_TASK DIRECTIONS_
Using the data below, return the stretch from the line that contains "the white furniture" through the line that contains "the dog's pink", both included, exactly as it stands and nothing beyond it.

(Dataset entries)

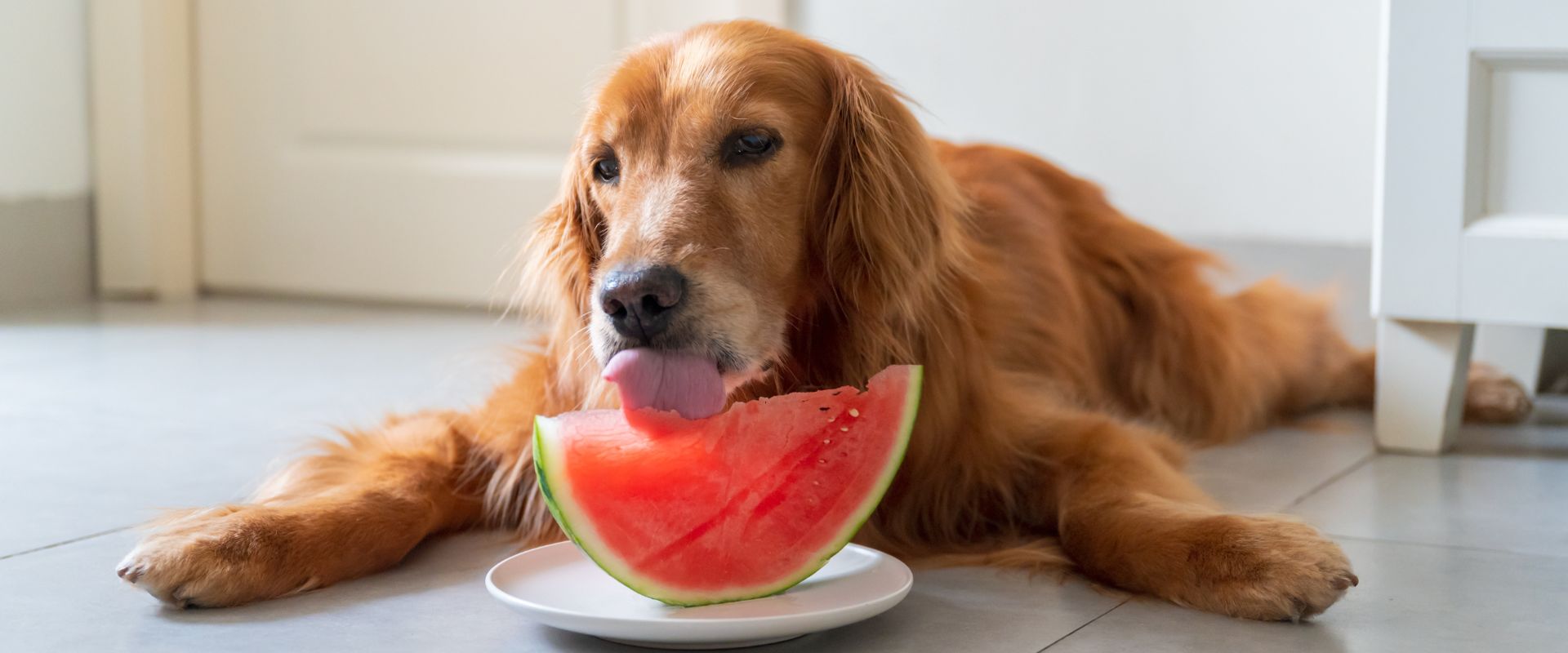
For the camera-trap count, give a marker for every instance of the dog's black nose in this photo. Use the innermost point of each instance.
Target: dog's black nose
(640, 301)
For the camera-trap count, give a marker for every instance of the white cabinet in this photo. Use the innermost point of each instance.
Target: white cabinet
(1472, 207)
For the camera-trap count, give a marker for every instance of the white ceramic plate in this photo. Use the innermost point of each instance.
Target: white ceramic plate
(559, 586)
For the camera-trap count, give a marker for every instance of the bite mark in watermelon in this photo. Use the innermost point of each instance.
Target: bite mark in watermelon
(741, 504)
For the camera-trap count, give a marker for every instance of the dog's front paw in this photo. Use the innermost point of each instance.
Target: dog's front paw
(218, 557)
(1267, 569)
(1494, 398)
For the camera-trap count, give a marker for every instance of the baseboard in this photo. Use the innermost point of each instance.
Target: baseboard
(46, 249)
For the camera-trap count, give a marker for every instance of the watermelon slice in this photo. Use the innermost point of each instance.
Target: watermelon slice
(741, 504)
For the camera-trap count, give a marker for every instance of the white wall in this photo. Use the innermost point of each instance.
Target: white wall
(42, 97)
(1205, 118)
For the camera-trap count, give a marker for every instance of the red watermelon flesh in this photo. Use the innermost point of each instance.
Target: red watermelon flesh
(741, 504)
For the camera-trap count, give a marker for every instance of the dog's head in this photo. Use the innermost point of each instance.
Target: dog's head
(729, 185)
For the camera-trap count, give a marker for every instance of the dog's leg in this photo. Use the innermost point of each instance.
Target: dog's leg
(356, 508)
(1129, 518)
(1293, 356)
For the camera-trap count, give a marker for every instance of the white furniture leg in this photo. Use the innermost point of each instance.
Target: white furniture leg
(1513, 349)
(1421, 376)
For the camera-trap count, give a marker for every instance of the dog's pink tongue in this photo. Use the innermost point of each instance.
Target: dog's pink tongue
(653, 380)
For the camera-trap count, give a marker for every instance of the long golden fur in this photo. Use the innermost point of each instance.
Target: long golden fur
(1070, 351)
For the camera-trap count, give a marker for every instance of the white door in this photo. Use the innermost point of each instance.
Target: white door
(394, 149)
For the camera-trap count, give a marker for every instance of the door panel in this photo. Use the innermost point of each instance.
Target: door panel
(385, 149)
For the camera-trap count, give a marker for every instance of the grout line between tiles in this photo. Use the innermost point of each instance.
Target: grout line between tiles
(65, 542)
(1332, 480)
(1085, 625)
(1440, 545)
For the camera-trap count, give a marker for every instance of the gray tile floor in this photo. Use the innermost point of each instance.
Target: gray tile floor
(112, 411)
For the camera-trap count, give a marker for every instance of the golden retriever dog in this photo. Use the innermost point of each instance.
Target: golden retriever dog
(753, 198)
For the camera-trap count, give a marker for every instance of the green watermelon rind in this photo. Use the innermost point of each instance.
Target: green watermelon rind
(588, 542)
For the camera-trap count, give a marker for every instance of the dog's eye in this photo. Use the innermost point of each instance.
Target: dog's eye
(746, 148)
(608, 170)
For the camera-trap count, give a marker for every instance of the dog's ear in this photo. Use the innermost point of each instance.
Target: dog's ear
(888, 206)
(565, 245)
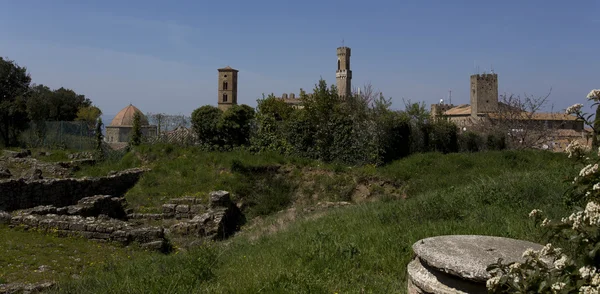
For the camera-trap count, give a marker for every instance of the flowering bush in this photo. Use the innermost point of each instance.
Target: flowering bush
(576, 268)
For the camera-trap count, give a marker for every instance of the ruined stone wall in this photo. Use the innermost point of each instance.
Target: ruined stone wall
(22, 194)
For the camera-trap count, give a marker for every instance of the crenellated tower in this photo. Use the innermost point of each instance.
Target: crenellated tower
(343, 75)
(227, 89)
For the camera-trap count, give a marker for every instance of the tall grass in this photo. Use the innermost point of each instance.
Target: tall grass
(364, 247)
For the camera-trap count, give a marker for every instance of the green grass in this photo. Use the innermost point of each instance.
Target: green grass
(363, 247)
(22, 253)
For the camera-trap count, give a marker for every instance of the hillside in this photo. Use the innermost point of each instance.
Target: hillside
(362, 247)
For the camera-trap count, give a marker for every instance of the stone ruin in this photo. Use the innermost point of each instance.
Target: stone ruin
(458, 263)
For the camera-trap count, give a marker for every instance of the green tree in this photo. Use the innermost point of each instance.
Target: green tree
(89, 115)
(99, 138)
(271, 114)
(235, 125)
(205, 122)
(14, 89)
(136, 130)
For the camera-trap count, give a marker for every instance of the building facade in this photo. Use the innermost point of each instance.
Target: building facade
(120, 128)
(227, 88)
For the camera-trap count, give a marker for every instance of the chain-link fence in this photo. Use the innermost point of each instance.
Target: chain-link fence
(73, 135)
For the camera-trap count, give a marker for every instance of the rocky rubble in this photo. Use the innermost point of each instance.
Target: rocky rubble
(23, 194)
(96, 228)
(222, 219)
(25, 288)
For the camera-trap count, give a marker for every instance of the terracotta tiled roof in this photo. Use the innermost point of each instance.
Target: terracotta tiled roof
(125, 117)
(464, 109)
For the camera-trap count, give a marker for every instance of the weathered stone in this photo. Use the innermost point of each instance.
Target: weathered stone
(5, 218)
(196, 209)
(188, 200)
(169, 208)
(22, 194)
(26, 288)
(467, 256)
(160, 245)
(220, 199)
(222, 220)
(182, 208)
(423, 279)
(5, 173)
(34, 174)
(42, 209)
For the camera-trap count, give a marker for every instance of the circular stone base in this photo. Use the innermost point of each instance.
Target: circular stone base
(423, 279)
(468, 256)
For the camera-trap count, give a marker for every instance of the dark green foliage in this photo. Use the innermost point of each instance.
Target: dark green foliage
(218, 130)
(14, 88)
(136, 130)
(596, 132)
(471, 142)
(496, 141)
(271, 116)
(235, 125)
(55, 105)
(99, 139)
(443, 136)
(205, 121)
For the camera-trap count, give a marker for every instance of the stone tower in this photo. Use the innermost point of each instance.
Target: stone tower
(343, 75)
(227, 87)
(484, 93)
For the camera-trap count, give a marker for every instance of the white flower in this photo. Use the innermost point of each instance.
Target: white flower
(587, 271)
(545, 222)
(561, 262)
(588, 170)
(530, 253)
(558, 286)
(592, 213)
(588, 290)
(547, 250)
(535, 212)
(492, 283)
(576, 219)
(594, 95)
(514, 266)
(573, 109)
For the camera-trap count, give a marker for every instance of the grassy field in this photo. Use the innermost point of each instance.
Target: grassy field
(30, 256)
(361, 248)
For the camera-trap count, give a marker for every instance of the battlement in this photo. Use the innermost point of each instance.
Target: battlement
(485, 77)
(343, 51)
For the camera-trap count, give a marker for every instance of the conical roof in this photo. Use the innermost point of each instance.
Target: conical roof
(125, 117)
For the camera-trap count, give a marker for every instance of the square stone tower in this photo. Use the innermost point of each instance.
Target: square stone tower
(227, 93)
(343, 75)
(484, 93)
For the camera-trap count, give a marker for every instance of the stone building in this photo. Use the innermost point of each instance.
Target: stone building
(485, 107)
(343, 75)
(227, 88)
(119, 130)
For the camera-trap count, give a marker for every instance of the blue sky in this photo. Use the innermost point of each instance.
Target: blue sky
(163, 56)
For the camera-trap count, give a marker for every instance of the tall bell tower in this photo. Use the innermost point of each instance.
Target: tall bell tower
(343, 75)
(227, 88)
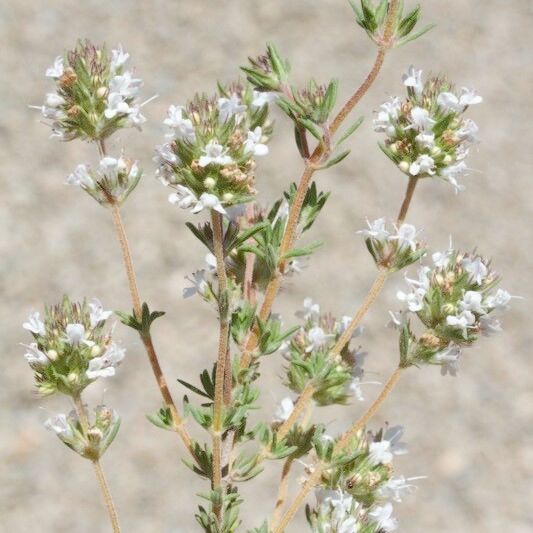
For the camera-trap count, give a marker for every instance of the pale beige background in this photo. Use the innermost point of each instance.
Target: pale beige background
(470, 435)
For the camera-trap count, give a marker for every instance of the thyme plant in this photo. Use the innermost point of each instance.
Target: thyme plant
(207, 161)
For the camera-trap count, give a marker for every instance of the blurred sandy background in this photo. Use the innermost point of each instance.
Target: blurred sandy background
(471, 435)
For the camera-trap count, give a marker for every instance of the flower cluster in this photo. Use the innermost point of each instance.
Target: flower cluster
(111, 182)
(357, 495)
(427, 134)
(89, 441)
(70, 347)
(95, 94)
(392, 251)
(212, 143)
(334, 378)
(455, 300)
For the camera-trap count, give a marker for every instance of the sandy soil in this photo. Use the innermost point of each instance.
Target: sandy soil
(471, 435)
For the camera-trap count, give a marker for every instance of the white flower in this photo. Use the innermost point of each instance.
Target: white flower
(476, 268)
(395, 487)
(116, 105)
(472, 301)
(214, 153)
(253, 143)
(184, 197)
(75, 335)
(104, 366)
(449, 360)
(425, 140)
(208, 201)
(317, 338)
(56, 70)
(463, 321)
(199, 285)
(283, 410)
(468, 131)
(382, 452)
(60, 426)
(118, 58)
(376, 230)
(420, 119)
(124, 85)
(382, 516)
(34, 356)
(406, 236)
(413, 78)
(414, 300)
(451, 102)
(97, 312)
(182, 128)
(228, 107)
(423, 165)
(489, 325)
(499, 300)
(34, 324)
(260, 98)
(311, 311)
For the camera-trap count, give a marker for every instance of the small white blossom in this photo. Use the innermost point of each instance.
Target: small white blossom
(253, 143)
(229, 107)
(463, 321)
(283, 410)
(413, 78)
(60, 426)
(34, 356)
(118, 58)
(97, 313)
(406, 236)
(80, 177)
(376, 230)
(199, 285)
(260, 98)
(208, 201)
(105, 365)
(34, 323)
(317, 338)
(476, 268)
(181, 128)
(56, 70)
(214, 153)
(499, 300)
(311, 311)
(382, 516)
(424, 164)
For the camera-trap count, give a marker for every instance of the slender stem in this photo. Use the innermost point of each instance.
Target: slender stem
(314, 478)
(370, 298)
(302, 402)
(107, 496)
(84, 422)
(223, 350)
(370, 412)
(411, 186)
(274, 285)
(283, 490)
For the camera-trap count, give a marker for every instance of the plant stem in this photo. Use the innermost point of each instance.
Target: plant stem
(289, 235)
(104, 488)
(283, 490)
(223, 350)
(411, 186)
(314, 478)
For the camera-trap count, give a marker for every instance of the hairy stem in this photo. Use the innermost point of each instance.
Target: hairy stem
(411, 186)
(104, 488)
(223, 352)
(283, 490)
(289, 235)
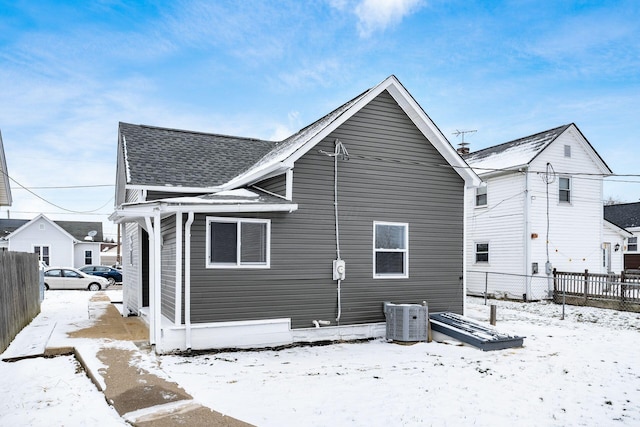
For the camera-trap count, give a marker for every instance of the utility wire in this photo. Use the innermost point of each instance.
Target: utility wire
(51, 203)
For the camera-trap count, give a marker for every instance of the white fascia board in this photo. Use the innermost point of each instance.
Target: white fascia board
(621, 231)
(170, 189)
(149, 210)
(257, 175)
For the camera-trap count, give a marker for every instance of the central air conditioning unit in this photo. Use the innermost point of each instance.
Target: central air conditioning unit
(407, 322)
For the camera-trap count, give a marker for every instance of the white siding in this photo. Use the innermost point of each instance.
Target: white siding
(43, 233)
(80, 248)
(617, 258)
(501, 224)
(518, 239)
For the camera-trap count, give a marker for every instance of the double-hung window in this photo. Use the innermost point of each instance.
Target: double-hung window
(482, 252)
(565, 190)
(43, 253)
(481, 196)
(390, 250)
(238, 243)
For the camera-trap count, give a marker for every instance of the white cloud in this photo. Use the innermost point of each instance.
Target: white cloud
(377, 15)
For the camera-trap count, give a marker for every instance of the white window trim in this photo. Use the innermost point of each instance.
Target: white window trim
(405, 275)
(475, 197)
(562, 202)
(40, 255)
(237, 264)
(475, 252)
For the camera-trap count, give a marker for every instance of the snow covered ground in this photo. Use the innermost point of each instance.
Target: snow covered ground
(581, 371)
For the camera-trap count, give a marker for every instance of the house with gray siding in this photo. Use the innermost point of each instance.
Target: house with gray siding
(627, 216)
(240, 242)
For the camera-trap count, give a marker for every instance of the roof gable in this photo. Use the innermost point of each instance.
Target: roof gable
(285, 153)
(523, 151)
(519, 152)
(184, 160)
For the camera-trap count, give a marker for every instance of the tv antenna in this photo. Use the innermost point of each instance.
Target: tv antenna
(463, 145)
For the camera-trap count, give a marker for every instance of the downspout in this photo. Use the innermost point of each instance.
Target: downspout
(465, 236)
(527, 235)
(178, 307)
(152, 317)
(187, 280)
(335, 208)
(339, 151)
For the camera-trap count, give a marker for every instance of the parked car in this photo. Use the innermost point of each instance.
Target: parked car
(111, 274)
(70, 278)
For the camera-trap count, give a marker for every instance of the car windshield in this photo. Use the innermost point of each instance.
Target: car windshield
(71, 273)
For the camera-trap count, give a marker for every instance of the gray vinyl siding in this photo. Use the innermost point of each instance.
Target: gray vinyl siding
(394, 174)
(276, 185)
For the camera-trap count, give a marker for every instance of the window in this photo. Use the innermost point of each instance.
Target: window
(482, 252)
(565, 189)
(130, 249)
(390, 250)
(234, 243)
(43, 253)
(481, 196)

_RESPONSE_
For the camera-trap count, give a marker for every instance of the white furniture leg in this photo. Use the innermost point of each instance.
Target: white furniture leg
(1513, 349)
(1421, 376)
For the camera-trap count, give a marker for every instance of the dog's pink tongue in this photo. Use the innermost point of each instance.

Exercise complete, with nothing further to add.